# Data taken from a collection:
%%

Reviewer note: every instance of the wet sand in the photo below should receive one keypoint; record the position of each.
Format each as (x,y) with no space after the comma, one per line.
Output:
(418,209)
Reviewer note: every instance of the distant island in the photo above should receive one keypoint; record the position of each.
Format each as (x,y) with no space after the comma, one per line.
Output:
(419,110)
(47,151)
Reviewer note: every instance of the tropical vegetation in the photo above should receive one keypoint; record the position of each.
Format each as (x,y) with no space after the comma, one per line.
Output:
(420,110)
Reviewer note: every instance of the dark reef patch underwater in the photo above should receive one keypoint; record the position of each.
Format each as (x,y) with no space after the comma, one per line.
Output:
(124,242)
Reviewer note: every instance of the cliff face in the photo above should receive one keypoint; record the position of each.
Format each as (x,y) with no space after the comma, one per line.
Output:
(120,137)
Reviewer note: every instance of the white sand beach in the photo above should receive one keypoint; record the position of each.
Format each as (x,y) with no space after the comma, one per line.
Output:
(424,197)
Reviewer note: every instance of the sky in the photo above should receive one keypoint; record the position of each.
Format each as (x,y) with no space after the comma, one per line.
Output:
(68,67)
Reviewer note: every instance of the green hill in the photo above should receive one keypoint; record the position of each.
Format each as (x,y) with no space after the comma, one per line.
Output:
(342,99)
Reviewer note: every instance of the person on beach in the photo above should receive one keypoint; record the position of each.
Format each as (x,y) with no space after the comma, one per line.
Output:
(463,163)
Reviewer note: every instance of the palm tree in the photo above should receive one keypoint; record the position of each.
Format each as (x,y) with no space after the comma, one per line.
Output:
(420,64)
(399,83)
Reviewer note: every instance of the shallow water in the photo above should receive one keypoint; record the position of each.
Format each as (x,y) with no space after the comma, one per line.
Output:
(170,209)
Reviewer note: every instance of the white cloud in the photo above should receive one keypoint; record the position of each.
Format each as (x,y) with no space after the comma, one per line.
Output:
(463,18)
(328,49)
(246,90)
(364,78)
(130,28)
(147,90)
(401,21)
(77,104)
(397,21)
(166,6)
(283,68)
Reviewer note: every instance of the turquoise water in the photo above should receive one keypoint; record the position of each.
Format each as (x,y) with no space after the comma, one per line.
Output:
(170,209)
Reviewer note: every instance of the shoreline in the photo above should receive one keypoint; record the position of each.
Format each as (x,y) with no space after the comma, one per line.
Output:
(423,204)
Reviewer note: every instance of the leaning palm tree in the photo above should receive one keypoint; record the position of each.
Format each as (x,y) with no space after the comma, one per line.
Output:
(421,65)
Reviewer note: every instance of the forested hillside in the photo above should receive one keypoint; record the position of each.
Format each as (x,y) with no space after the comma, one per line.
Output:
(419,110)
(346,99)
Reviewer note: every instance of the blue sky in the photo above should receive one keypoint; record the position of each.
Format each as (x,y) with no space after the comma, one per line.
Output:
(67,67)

%%

# EXERCISE DESCRIPTION:
Reproduce all of the records above line for line, without changing anything.

# WRITTEN RESPONSE:
Reviewer note: every instance of the wet sand in the photo below should receive one keypoint; record the position of each.
Format each as (x,y) with no space after the comma, one per line.
Output:
(418,209)
Reviewer note: every instance of the distant island in the photo above should receive one keypoint; record the position of each.
Format each as (x,y) with no space after the comma, one per line.
Output:
(419,110)
(47,151)
Reviewer note: every instance of the tropical vegetation in the photo above should receive one keypoint; record the position of each.
Format each as (x,y) with no space after the comma, one per line.
Output:
(420,110)
Reviewer note: every instance of the dark reef patch underwater in the photo above should receive one keypoint; record the position of each.
Format each as (x,y) with no space after the comma, one per line.
Output:
(124,242)
Reviewer note: every instance of the cliff face in the photo above should receive one keypoint; record the position of each.
Format each as (x,y) with no space after the comma, one per line.
Output:
(120,137)
Reviewer note: every instance of the white sand beach in the photo above should receive one keypoint; record the position of each.
Format each as (x,y) with no space after the comma, one per line.
Output:
(424,197)
Reviewer note: every instance of the sky in the photo above should receive one keypoint; record the position of each.
Format each as (x,y) with no space after the comma, one per line.
Output:
(68,67)
Reviewer note: every instance of the green hill in the photo above should receive one keypoint; record the position of each.
Format each as (x,y) with no space after the comma, one per line.
Output:
(342,99)
Reviewer note: every instance of the person on beach in the photo above should receive one keypoint; record the position of each.
Format each as (x,y) with no space after the comma, one per line.
Output:
(463,163)
Reviewer note: every instance of the palm tree in the photo above should receive one keypoint; record the position of each.
Format each as (x,y) with no space after the comma, one per line.
Output:
(420,64)
(399,83)
Reviewer note: every instance of the shallow water in the photo above should receive one keypoint; record the position of each.
Format each as (x,y) with no space after the comma, one per line.
Output:
(170,209)
Reviewer note: every instance of the white cloud in the photo above should receive one keypoint; record the position of each.
Format each as (x,y) with no space after the comma, one per line.
Output:
(463,18)
(328,49)
(246,90)
(364,78)
(130,28)
(147,90)
(401,21)
(77,104)
(397,21)
(166,6)
(283,68)
Reviewer note: every instance of the turquoise water in the photo above should receive one keypoint; record the position of each.
Format each as (x,y) with no space after the comma, one per line.
Output:
(170,209)
Reviewer note: every instance of the shoreline in the photo above should receive one keypoint; record the position of each.
Format each as (x,y) with no space after the comma, one per line.
Output:
(423,204)
Reviewer note: every instance of the leaning palm tree in the photo above should receive one keypoint; record the position of each.
Format each as (x,y) with no space after the comma, one per line.
Output:
(421,65)
Reviewer note: every instance of the forested hillside in the photo above should receive one keypoint; record the position of each.
Format each as (x,y) with no space after the comma, one per line.
Output:
(419,110)
(346,99)
Reviewer note: every instance of the blue sky in the photo above should receive one keypoint; record the position of each.
Format each as (x,y) with no space after the comma, one per line.
Output:
(67,67)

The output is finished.